Given problem:
Set out everything from the first row down to the row containing "M 122 58 L 121", that row included, as a numbered list with blank lines left out.

Working data:

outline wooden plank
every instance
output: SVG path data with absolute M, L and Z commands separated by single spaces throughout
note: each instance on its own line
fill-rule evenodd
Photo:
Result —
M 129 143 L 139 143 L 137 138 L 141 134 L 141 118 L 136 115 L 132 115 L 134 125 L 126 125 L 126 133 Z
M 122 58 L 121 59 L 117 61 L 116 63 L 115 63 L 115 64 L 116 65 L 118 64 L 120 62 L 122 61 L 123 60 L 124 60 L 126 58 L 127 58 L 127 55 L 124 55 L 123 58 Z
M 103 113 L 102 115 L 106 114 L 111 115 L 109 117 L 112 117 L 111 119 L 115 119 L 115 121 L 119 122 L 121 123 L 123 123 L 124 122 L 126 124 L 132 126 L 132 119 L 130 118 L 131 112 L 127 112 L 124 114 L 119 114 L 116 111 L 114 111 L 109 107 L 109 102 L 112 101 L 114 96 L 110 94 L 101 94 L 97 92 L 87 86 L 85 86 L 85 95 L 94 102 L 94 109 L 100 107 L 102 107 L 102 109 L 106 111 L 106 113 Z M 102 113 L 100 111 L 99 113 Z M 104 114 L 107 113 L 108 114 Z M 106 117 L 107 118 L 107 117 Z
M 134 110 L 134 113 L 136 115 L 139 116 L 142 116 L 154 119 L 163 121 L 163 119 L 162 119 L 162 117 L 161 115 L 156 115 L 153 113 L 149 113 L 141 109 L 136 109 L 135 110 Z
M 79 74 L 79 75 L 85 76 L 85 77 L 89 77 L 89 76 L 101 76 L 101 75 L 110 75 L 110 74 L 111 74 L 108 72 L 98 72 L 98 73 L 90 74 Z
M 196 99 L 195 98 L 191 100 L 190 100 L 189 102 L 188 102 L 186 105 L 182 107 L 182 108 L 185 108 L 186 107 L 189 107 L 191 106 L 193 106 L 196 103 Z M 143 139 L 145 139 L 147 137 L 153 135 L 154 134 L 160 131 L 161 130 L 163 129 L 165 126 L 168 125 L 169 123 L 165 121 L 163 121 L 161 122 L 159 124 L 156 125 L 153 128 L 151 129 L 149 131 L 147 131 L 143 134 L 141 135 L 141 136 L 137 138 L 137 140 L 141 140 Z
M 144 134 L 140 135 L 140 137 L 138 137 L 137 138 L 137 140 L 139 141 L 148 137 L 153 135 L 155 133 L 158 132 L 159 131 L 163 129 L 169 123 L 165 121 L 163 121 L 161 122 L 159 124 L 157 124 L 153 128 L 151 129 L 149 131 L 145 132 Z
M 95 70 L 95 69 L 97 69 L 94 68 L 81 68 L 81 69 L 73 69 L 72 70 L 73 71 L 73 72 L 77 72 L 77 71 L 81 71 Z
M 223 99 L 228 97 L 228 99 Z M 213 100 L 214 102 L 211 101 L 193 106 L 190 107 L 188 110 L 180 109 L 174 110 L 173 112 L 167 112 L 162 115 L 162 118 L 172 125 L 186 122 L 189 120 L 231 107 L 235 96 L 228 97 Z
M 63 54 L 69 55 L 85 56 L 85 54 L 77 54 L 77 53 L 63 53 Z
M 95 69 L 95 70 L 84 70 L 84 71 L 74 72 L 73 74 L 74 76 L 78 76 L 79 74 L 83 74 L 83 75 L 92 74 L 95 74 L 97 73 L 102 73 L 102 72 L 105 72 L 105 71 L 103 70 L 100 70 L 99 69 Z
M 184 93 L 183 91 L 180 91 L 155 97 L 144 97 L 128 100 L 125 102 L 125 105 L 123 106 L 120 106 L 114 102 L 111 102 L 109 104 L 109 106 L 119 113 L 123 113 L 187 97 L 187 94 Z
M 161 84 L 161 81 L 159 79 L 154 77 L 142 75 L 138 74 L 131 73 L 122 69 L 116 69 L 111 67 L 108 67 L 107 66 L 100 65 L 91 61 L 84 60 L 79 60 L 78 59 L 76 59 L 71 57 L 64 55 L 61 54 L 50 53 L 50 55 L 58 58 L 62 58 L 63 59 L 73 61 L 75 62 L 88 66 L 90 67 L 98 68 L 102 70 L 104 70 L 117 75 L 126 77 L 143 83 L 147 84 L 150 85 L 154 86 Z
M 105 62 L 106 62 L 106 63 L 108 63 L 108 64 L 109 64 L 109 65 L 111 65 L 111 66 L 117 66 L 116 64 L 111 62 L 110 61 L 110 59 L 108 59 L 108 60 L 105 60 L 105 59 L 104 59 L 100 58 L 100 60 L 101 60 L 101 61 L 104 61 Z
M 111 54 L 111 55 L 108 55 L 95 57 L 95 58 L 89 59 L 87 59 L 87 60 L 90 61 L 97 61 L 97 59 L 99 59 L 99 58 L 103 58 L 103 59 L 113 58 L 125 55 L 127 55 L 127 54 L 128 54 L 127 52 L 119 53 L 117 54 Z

Exercise result:
1. outline wooden plank
2. every instance
3. output: SVG path data with absolute M, L and Z commands separated by single spaces throughout
4. note: each instance on its own line
5. fill-rule evenodd
6. Photo:
7. Result —
8. M 129 143 L 139 143 L 137 138 L 141 134 L 141 118 L 136 115 L 132 115 L 134 125 L 126 125 L 126 133 Z
9. M 122 58 L 121 59 L 117 61 L 116 63 L 115 63 L 115 64 L 116 65 L 118 64 L 120 62 L 122 61 L 123 60 L 124 60 L 126 58 L 127 58 L 127 55 L 124 55 L 123 58 Z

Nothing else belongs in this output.